-- INSTRUCTIONS FOR THE TASK --
Pick out each line in the records below that contains the word "hand", and copy those lines.

-- Excerpts from a point labeling dataset --
Begin

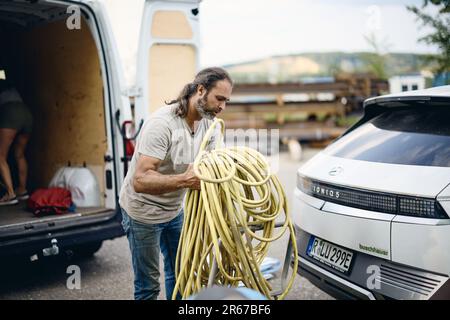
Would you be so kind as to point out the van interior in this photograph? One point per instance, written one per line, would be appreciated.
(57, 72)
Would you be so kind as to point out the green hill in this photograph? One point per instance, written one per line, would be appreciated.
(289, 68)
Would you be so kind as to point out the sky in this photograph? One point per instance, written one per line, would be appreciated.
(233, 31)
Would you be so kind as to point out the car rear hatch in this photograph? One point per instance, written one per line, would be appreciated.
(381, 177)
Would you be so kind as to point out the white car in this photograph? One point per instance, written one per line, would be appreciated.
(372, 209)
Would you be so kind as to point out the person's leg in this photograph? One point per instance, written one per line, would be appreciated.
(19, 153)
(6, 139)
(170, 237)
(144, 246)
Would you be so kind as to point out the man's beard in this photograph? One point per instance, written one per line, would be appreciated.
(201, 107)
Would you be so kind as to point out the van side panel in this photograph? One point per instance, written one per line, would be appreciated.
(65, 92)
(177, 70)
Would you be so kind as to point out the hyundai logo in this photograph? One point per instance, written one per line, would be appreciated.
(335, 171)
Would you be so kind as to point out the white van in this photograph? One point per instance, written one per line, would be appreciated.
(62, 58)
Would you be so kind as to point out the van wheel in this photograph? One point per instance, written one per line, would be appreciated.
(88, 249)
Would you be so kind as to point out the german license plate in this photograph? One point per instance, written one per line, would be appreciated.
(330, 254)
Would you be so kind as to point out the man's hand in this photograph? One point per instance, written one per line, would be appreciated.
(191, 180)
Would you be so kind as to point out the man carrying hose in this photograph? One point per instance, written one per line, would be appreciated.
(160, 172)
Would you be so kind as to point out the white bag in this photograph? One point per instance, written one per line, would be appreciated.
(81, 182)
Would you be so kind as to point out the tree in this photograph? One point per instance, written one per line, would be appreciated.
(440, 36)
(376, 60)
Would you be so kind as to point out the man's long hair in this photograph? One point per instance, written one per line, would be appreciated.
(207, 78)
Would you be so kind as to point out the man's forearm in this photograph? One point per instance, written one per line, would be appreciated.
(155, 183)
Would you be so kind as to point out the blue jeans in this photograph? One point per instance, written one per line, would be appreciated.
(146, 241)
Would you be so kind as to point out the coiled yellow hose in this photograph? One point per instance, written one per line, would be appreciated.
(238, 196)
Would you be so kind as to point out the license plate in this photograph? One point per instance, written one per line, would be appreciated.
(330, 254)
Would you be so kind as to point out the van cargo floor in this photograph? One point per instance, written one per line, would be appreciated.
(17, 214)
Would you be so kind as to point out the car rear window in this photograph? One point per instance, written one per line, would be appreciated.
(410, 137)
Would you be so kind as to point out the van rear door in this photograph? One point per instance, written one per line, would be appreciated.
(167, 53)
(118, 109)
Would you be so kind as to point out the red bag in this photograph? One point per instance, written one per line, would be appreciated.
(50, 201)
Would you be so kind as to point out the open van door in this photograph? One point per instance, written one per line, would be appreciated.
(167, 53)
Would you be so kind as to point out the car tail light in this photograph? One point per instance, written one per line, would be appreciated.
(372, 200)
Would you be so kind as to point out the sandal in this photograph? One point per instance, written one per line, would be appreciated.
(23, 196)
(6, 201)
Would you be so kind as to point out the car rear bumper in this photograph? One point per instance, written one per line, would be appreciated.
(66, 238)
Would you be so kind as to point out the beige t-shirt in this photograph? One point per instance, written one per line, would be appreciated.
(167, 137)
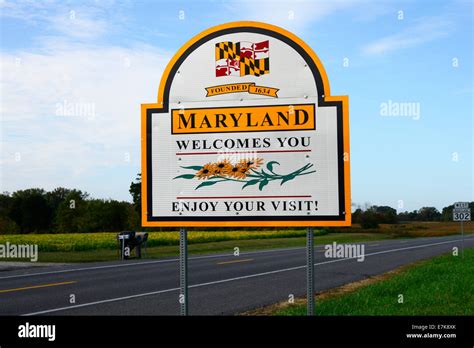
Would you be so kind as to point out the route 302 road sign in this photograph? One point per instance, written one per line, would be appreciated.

End
Begin

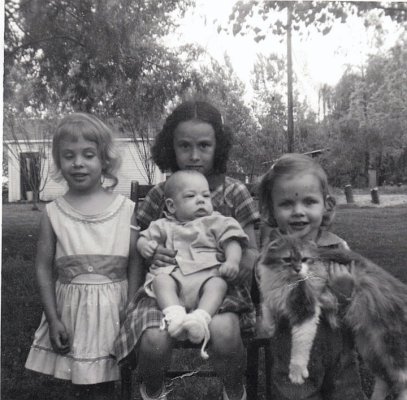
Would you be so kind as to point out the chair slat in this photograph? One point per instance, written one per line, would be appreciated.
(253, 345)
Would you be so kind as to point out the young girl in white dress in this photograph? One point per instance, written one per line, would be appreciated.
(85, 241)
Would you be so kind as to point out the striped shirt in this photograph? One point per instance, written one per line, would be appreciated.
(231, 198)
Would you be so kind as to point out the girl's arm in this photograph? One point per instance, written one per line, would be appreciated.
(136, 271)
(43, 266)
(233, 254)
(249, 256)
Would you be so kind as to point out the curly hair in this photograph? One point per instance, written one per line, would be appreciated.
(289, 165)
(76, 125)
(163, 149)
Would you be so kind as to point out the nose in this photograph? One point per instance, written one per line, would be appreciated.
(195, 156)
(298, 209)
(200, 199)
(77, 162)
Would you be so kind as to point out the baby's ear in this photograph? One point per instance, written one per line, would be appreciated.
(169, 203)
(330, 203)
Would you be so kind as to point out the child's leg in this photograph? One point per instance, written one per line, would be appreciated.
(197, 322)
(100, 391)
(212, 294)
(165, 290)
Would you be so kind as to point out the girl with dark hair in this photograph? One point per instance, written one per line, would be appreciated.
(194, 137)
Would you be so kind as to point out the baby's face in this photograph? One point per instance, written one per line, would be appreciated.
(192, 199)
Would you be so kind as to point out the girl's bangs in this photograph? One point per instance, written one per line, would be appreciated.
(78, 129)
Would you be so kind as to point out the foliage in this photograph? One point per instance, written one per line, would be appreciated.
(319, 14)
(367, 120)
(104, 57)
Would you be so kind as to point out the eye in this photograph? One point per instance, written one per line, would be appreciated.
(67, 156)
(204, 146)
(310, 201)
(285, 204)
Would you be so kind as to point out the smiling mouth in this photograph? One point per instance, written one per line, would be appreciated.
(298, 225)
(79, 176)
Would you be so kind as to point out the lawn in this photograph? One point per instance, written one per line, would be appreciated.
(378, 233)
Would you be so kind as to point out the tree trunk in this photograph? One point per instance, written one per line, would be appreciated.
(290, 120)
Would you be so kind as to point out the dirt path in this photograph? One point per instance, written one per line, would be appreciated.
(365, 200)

End
Begin

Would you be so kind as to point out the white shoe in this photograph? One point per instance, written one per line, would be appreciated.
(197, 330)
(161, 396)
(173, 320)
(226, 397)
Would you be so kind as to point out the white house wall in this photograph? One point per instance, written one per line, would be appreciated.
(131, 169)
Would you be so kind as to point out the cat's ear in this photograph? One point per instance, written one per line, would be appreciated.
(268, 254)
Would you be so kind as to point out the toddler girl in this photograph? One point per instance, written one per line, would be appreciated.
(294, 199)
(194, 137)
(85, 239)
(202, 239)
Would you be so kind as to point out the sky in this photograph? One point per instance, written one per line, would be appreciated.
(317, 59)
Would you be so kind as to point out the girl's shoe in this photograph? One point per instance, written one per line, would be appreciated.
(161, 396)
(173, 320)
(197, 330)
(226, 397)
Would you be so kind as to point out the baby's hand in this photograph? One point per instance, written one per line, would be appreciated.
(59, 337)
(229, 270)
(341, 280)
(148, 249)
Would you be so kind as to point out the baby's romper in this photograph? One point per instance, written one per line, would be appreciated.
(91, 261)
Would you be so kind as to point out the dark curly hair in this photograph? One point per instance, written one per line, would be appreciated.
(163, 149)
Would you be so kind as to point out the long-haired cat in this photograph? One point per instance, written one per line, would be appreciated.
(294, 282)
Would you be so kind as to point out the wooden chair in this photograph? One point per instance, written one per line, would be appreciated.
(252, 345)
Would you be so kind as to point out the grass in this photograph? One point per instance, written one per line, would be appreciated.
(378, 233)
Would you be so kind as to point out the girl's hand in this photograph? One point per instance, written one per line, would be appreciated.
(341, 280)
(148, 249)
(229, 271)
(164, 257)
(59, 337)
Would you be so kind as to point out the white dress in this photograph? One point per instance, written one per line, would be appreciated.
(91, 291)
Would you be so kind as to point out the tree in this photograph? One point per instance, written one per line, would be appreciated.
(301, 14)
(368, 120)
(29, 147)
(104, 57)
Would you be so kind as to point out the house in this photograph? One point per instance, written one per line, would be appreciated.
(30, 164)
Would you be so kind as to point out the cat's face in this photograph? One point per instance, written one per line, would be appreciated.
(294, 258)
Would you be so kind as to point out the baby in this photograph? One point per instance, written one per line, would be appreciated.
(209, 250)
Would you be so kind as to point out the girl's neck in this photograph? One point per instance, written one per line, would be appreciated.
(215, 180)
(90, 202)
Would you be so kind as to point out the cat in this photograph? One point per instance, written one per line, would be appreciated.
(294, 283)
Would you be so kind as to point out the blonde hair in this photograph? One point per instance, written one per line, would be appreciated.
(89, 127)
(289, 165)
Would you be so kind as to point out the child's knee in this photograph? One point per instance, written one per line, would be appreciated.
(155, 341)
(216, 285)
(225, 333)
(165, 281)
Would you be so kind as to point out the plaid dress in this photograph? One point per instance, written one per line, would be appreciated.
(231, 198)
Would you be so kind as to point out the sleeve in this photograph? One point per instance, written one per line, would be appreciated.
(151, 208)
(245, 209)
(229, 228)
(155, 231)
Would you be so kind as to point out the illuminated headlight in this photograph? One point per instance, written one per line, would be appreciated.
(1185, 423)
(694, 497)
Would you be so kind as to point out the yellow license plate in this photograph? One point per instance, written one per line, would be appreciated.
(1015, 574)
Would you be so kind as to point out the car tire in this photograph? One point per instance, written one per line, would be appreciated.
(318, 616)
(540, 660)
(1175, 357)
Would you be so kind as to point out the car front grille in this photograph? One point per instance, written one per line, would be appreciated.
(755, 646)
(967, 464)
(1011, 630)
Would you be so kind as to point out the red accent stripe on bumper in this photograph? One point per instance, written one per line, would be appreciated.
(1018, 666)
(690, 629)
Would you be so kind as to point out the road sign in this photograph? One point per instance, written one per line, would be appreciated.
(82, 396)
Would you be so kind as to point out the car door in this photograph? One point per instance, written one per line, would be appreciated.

End

-- TASK RESULT --
Would you be so kind as to point out the man's hand in this photograph? One point per instance, written one per line, would be appreciated.
Would you be so kind as to point out the baby's hand in this photograph? One point per instance, written one per line, would be appreciated.
Would you be so kind as to point out the girl's hand in this photograph? One point per instance, written one per line, would be appreciated.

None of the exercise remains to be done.